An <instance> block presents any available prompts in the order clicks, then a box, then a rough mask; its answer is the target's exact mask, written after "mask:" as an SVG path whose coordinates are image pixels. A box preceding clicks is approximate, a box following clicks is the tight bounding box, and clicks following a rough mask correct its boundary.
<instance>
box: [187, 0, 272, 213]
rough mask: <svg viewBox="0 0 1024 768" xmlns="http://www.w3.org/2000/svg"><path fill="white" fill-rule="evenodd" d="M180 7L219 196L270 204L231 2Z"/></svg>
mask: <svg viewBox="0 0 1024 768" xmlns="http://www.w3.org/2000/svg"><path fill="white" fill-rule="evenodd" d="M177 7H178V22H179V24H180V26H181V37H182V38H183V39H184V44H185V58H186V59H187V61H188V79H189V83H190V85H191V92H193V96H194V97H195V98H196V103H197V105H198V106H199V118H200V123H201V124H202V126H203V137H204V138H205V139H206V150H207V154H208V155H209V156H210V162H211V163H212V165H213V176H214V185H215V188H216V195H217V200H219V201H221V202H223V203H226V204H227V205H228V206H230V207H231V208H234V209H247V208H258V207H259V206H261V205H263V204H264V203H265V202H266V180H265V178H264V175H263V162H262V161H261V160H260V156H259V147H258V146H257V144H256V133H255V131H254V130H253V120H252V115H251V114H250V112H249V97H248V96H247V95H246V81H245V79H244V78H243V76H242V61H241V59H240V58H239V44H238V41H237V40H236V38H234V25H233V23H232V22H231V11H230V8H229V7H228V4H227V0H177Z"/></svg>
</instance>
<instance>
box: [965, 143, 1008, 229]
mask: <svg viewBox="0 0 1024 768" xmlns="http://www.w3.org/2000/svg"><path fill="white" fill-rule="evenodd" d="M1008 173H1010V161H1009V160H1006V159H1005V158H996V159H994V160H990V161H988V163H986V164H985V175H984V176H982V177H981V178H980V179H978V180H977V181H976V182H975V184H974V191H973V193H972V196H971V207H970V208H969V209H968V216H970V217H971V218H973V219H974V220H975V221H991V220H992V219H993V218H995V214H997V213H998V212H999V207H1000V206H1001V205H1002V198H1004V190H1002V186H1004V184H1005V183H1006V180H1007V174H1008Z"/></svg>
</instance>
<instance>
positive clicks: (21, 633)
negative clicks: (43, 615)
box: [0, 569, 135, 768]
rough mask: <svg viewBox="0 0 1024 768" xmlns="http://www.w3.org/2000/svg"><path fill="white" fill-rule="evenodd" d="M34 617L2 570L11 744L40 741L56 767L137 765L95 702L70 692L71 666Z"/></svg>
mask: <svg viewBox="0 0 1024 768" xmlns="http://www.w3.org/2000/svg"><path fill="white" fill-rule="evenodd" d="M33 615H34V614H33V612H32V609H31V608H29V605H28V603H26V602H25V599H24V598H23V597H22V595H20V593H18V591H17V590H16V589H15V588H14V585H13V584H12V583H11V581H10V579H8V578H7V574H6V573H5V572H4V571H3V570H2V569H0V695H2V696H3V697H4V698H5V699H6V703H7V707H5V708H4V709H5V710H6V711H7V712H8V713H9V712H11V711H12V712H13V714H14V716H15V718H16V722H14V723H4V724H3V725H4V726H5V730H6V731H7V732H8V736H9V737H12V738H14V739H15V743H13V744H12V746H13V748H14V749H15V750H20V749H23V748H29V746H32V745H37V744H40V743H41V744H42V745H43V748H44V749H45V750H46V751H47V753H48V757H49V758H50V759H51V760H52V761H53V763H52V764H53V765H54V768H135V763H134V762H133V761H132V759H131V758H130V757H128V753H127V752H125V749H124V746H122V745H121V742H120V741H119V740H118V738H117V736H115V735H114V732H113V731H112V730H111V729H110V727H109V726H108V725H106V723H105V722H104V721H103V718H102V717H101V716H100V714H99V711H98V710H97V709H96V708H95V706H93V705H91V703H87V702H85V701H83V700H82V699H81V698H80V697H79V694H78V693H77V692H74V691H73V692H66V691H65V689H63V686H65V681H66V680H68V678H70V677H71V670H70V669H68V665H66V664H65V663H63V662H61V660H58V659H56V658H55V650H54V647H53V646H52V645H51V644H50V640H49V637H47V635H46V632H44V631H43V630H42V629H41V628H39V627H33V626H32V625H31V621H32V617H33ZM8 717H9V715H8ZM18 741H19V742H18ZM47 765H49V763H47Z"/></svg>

__Brief__: Copy every entry above verbatim, keeping each line character for character.

__Task solution__:
An <instance> block presents any available prompts in the order clicks, then a box, then a rough mask; its answer is the target's exact mask, written after "mask:" as an SVG path whose coordinates are image pixels. A box preceding clicks is approximate, a box following clicks is the tight bounding box, and clicks following a rough mask correct its boundary.
<instance>
box: [187, 0, 272, 213]
rough mask: <svg viewBox="0 0 1024 768" xmlns="http://www.w3.org/2000/svg"><path fill="white" fill-rule="evenodd" d="M180 7L219 196L270 204L231 2Z"/></svg>
mask: <svg viewBox="0 0 1024 768" xmlns="http://www.w3.org/2000/svg"><path fill="white" fill-rule="evenodd" d="M177 7H178V22H179V24H180V26H181V37H182V38H183V39H184V44H185V58H186V59H187V61H188V79H189V83H190V85H191V92H193V96H194V97H195V98H196V103H197V105H198V106H199V118H200V123H201V124H202V126H203V137H204V138H205V139H206V150H207V154H208V155H209V156H210V162H211V163H212V165H213V176H214V185H215V188H216V195H217V200H219V201H221V202H223V203H226V204H227V205H228V206H230V207H231V208H234V209H247V208H258V207H259V206H261V205H263V204H264V203H265V202H266V180H265V178H264V175H263V162H262V161H261V160H260V156H259V147H258V146H257V144H256V133H255V131H254V130H253V120H252V115H251V114H250V112H249V97H248V96H247V95H246V81H245V79H244V78H243V76H242V61H241V59H240V58H239V44H238V41H237V40H236V38H234V25H233V23H232V22H231V11H230V8H229V7H228V4H227V0H177Z"/></svg>
</instance>
<instance>
box: [965, 143, 1008, 229]
mask: <svg viewBox="0 0 1024 768" xmlns="http://www.w3.org/2000/svg"><path fill="white" fill-rule="evenodd" d="M1008 173H1010V161H1009V160H1006V159H1005V158H996V159H994V160H990V161H988V163H986V164H985V175H984V176H982V177H981V178H980V179H978V180H977V181H976V182H975V184H974V191H973V193H972V196H971V207H970V208H969V209H968V216H970V217H971V218H973V219H974V220H975V221H991V220H992V219H993V218H995V214H997V213H998V212H999V207H1000V206H1001V205H1002V198H1004V190H1002V186H1004V184H1005V183H1006V180H1007V174H1008Z"/></svg>
</instance>
<instance>
positive clicks: (21, 633)
negative clicks: (43, 615)
box: [0, 569, 135, 768]
rough mask: <svg viewBox="0 0 1024 768" xmlns="http://www.w3.org/2000/svg"><path fill="white" fill-rule="evenodd" d="M34 617L2 570L11 744L40 741L56 767L137 765L95 702L70 692L71 666Z"/></svg>
mask: <svg viewBox="0 0 1024 768" xmlns="http://www.w3.org/2000/svg"><path fill="white" fill-rule="evenodd" d="M33 615H34V614H33V612H32V609H31V608H29V605H28V603H26V602H25V599H24V598H23V597H22V595H20V593H18V591H17V590H16V589H15V588H14V585H13V584H12V583H11V581H10V579H8V578H7V574H6V573H5V572H4V571H3V570H2V569H0V695H2V696H3V697H4V698H5V699H6V703H7V707H5V708H4V709H5V710H6V711H7V712H8V713H9V712H11V711H12V712H13V714H14V716H15V718H16V722H14V723H4V724H3V725H4V726H5V730H6V731H7V732H8V736H9V737H12V738H14V739H15V743H13V744H12V746H13V748H14V749H15V750H20V749H23V748H29V746H32V745H37V744H40V743H41V744H42V745H43V748H44V749H45V750H46V751H47V753H48V757H49V758H50V759H51V760H52V761H53V763H52V764H53V765H54V768H135V763H134V762H133V761H132V759H131V758H130V757H128V753H127V752H125V749H124V746H122V745H121V742H120V741H119V740H118V738H117V736H115V735H114V732H113V731H112V730H111V729H110V727H109V726H108V725H106V723H105V722H104V721H103V718H102V717H101V716H100V714H99V711H98V710H97V709H96V708H95V706H93V705H91V703H87V702H85V701H83V700H82V699H81V698H80V697H79V694H78V693H77V692H74V691H73V692H66V691H65V689H63V686H65V681H66V680H68V678H70V677H71V670H70V669H68V665H66V664H65V663H63V662H61V660H58V659H56V658H55V650H54V647H53V646H52V645H51V644H50V640H49V637H47V635H46V632H44V631H43V630H42V629H41V628H39V627H33V626H32V625H31V621H32V617H33ZM8 717H9V715H8ZM18 741H19V742H18ZM47 765H49V763H47Z"/></svg>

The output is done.